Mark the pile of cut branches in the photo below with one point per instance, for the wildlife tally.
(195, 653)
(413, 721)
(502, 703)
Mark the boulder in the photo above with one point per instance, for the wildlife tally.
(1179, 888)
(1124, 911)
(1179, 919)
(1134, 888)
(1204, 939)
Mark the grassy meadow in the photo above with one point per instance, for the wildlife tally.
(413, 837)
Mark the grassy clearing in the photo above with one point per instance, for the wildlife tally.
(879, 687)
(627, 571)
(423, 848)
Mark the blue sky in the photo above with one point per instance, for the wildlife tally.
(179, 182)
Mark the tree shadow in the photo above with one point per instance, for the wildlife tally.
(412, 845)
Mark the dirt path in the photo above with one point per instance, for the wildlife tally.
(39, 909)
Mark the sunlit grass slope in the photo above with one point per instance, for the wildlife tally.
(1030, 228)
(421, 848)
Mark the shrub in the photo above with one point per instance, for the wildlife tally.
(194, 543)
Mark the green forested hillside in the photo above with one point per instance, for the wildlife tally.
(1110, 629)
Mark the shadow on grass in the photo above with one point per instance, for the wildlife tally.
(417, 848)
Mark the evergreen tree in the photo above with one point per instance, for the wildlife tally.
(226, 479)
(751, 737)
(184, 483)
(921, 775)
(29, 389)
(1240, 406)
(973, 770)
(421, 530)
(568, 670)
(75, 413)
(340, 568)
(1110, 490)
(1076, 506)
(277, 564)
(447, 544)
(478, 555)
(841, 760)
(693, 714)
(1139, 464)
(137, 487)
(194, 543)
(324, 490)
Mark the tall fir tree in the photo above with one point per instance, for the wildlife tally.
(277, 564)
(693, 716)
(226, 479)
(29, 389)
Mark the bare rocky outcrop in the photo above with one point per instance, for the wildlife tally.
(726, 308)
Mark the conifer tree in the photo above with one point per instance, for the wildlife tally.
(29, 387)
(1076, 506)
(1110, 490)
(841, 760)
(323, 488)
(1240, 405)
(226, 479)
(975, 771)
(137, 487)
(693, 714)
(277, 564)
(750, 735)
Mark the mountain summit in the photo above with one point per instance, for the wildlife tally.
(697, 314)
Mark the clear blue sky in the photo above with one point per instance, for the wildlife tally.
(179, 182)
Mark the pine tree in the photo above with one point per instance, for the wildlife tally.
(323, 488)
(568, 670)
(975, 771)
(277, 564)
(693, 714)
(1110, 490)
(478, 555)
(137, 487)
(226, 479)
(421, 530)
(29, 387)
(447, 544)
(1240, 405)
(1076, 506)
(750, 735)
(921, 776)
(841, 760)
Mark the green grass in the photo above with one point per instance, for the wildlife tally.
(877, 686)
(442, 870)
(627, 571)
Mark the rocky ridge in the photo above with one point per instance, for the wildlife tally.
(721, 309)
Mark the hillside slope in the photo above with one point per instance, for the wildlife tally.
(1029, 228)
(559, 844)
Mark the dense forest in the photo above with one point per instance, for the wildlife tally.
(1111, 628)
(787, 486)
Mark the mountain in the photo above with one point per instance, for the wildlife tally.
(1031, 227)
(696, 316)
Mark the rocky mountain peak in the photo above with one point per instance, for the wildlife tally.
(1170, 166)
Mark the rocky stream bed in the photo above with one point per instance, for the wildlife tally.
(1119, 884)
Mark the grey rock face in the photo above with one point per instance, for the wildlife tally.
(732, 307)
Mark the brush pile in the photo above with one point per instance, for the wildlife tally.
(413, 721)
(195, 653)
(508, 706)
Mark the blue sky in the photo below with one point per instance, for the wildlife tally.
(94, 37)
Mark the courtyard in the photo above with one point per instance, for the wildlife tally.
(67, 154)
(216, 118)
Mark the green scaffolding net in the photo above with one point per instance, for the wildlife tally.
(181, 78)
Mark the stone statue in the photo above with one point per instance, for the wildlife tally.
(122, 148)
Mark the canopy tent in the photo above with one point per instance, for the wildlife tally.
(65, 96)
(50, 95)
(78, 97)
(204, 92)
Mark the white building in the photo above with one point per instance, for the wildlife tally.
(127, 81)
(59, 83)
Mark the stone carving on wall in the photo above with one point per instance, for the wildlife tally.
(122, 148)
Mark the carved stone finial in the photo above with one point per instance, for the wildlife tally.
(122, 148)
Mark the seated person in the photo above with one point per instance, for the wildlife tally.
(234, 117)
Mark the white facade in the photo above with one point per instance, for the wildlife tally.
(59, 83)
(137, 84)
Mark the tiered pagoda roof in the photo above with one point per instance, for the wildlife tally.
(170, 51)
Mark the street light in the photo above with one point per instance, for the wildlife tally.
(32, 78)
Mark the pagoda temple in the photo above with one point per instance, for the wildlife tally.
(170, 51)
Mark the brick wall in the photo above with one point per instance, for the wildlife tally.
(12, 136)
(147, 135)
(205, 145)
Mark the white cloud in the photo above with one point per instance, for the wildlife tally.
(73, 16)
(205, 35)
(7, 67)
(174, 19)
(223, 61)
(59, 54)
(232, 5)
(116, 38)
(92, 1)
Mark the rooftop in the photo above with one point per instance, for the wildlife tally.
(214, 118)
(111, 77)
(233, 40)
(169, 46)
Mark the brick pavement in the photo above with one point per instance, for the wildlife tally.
━━━━━━━━━━━━━━━━━━━━━━━━━━━━━━
THE TASK: Please repeat the listing above in full and exactly.

RESPONSE TO THIS EXERCISE:
Mark the pile of cut branches in the photo below with one point per instance, for the wildlife tally.
(195, 653)
(413, 721)
(502, 703)
Mark the boulder in the photo above with one point per instance, for the wildlife tally.
(1179, 888)
(1124, 911)
(1179, 919)
(1134, 888)
(1204, 939)
Mark the grassy meadow in the photo above with one point per instance, for the wildlife tally.
(413, 837)
Mark the grassy clearing in the photo above with one point per instance, for the wildlife tally.
(879, 687)
(627, 571)
(423, 848)
Mark the blue sky in the photo above with one point per instance, for the wildlife tally.
(179, 182)
Mark the tree shadow in the photo above with one point per instance, for the wildlife tally.
(412, 845)
Mark the dirt path in the photo above with one point per instance, for the wildlife tally.
(39, 909)
Mark the sunlit grass slope in the photo above with one point per instance, for the wildlife tally.
(1030, 228)
(421, 848)
Mark the shrub in the photo above with one point per instance, for the wildlife tally.
(194, 543)
Mark the green forested hillside in the photo above with one point per instance, for the wildlife tally.
(1110, 629)
Mark the shadow on grass in the photo above with one point per instance, for the wildlife tally.
(417, 848)
Mark the evergreen tree in the photo above with one point per instance, for the wildlife tally.
(226, 479)
(751, 737)
(184, 483)
(921, 775)
(29, 389)
(1240, 406)
(973, 770)
(421, 530)
(568, 670)
(75, 413)
(340, 568)
(1110, 490)
(1076, 506)
(277, 564)
(447, 544)
(478, 555)
(841, 760)
(693, 714)
(1139, 464)
(137, 487)
(194, 543)
(324, 490)
Mark the tall fir tree in the photo above with one point per instance, for the wildlife tally.
(277, 564)
(693, 716)
(226, 479)
(29, 389)
Mark the bare rocky outcrop in the photo above with one point per instance, for the wildlife tally.
(726, 308)
Mark the conifer tree in the photo above with one point per instance, for the wildlife tally.
(29, 387)
(1076, 506)
(1110, 490)
(841, 760)
(323, 488)
(1240, 405)
(226, 479)
(975, 771)
(137, 487)
(693, 714)
(277, 564)
(750, 735)
Mark the mountain summit in the photo above with one point per instance, for the wildlife tally.
(697, 314)
Mark the clear blue sky in the photo above with one point per instance, for the wildlife tally.
(179, 182)
Mark the pine tree in the photo above with one point per instance, for the wildlife tally.
(323, 488)
(568, 670)
(975, 771)
(277, 564)
(693, 714)
(1110, 490)
(478, 555)
(137, 487)
(226, 479)
(421, 530)
(29, 387)
(447, 544)
(1240, 405)
(1076, 506)
(750, 735)
(921, 776)
(841, 760)
Mark the green grass in the photo above with one point per instance, for the wildlife tally.
(877, 686)
(442, 870)
(627, 571)
Mark the rocky ridge in the photo above with one point per instance, for the wildlife tally.
(721, 309)
Mark the hillside slope in the photo above with one point per instance, for the wildlife tally.
(1029, 228)
(559, 844)
Mark the dense forest in the photo above with one point per instance, for the wildlife tally.
(1111, 628)
(787, 486)
Mark the mountain in the photo above with one point per instance, for the wildlife tally.
(1031, 227)
(696, 316)
Mark the rocky mountain peak in the photo above with one point per instance, for the wildlife tally.
(1170, 166)
Mark the rocky stream bed in the photo above with one point per instance, for the wildlife tally.
(1119, 884)
Mark the grey rock face in the photo above with one point per instance, for the wildlife tally.
(732, 307)
Mark the brush pile in the photo above with one point per instance, for the wildlife tally.
(413, 721)
(195, 653)
(508, 706)
Mark the blue sky in the photo below with one point per instance, for the wildlife tally.
(94, 37)
Mark the courtyard in the photo above with one point per instance, for the wildlife tally.
(67, 154)
(216, 118)
Mark the green scaffolding net in the photo above with one point per instance, for the wildlife tally.
(181, 78)
Mark the stone statue in the photo above with one point per instance, for the wildlife tally.
(122, 148)
Mark the canopy tent in the photo above with one point per instance, for the wildlife tally.
(65, 96)
(50, 95)
(78, 97)
(204, 92)
Mark the white building in the photo above with one point per instance, for the wildlife tally.
(127, 81)
(59, 83)
Mark the stone carving on wall in the photo above with one point per instance, for the wildlife tally.
(122, 148)
Mark the carved stone finial in the photo above with one point per instance, for the wildlife tally.
(122, 148)
Mark the seated person in the photo above with one point per instance, for the wildlife tally.
(234, 117)
Mark the white facade in the photo above with one point per instance, for the wildlife tally.
(59, 83)
(137, 84)
Mark the tiered pagoda roof in the photo above with one point per instance, for the wildlife tally.
(170, 51)
Mark the street light in the photo above with one point per instance, for the wildlife tally.
(32, 78)
Mark the pagoda temple in the photo above with one point per instance, for the wildlife tally.
(170, 51)
Mark the brick wall in the photo above with one point per instance, for the wildlife tally.
(12, 136)
(147, 135)
(205, 145)
Mark the white cloud in the photo above with one point per instance, for the wildlife tally.
(73, 16)
(205, 35)
(7, 67)
(174, 19)
(223, 61)
(59, 54)
(232, 5)
(116, 38)
(92, 1)
Mark the rooftop in the photo above with one point per instance, for the wildlife tally.
(214, 118)
(111, 77)
(233, 40)
(169, 46)
Mark the brick pavement in the photo above with one point per instance, for the wildlife tally.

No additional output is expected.